*Activity*
Exactly and only the lines below from the one containing "Place one keypoint on each instance of the black" down to the one containing "Place one keypoint on each instance of the white interior" are wanted, both included; please exclude every picture.

*Recorded data*
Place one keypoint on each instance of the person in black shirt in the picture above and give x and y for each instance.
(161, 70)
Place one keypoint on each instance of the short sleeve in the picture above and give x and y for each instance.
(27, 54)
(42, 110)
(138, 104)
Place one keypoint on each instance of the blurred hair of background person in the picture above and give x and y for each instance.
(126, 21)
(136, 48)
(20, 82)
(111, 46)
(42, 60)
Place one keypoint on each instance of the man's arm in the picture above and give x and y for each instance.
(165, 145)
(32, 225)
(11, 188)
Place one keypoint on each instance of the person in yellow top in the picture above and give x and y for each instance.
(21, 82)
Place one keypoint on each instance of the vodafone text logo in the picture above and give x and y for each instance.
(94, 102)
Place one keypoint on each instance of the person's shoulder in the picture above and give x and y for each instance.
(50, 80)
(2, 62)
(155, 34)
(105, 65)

...

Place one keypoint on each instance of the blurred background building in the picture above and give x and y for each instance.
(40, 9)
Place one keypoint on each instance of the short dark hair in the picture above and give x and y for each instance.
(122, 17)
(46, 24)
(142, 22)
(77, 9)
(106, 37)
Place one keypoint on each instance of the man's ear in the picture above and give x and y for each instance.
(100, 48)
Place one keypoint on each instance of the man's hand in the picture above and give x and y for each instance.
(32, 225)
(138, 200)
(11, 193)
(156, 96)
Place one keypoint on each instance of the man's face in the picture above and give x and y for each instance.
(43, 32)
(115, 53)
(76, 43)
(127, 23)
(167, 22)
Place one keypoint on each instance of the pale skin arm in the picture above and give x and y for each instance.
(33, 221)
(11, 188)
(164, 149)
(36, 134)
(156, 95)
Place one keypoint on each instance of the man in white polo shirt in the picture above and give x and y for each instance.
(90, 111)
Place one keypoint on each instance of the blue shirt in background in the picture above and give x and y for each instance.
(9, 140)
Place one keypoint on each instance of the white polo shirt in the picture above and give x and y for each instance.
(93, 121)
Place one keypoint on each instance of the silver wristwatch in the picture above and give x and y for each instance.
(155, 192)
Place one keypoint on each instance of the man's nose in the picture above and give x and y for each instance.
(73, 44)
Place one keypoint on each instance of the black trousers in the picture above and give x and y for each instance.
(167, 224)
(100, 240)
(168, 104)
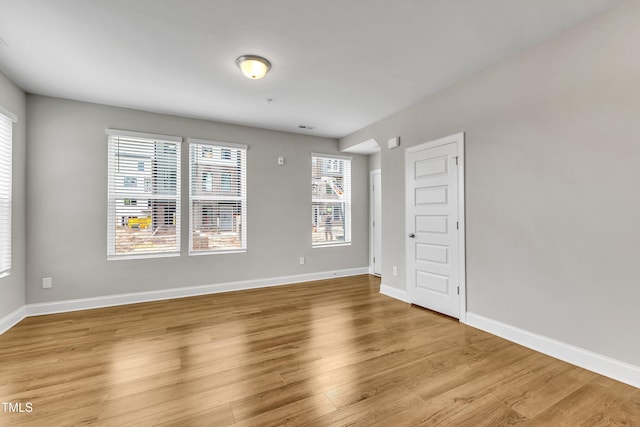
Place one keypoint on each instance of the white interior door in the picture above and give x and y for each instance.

---

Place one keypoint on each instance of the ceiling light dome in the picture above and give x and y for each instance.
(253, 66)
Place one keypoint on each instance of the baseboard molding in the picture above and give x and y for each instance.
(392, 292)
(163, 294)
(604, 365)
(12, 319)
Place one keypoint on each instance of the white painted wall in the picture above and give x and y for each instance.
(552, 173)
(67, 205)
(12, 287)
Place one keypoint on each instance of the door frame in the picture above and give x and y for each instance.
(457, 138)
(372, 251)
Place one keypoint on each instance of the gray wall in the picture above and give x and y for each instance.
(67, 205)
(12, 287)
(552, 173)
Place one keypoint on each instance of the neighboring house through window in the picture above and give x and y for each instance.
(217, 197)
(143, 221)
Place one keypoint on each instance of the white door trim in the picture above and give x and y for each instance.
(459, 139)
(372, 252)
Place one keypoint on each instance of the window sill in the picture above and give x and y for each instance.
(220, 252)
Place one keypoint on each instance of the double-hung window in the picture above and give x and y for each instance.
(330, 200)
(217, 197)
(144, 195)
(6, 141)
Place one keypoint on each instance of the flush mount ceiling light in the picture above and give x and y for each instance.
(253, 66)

*Output of the task*
Place one keypoint on each instance of the black trousers in the picture above and give x and y for each instance.
(167, 224)
(100, 240)
(168, 104)
Place one keypoint on each instance of the white interior door in the picture above and give x and y for each instance.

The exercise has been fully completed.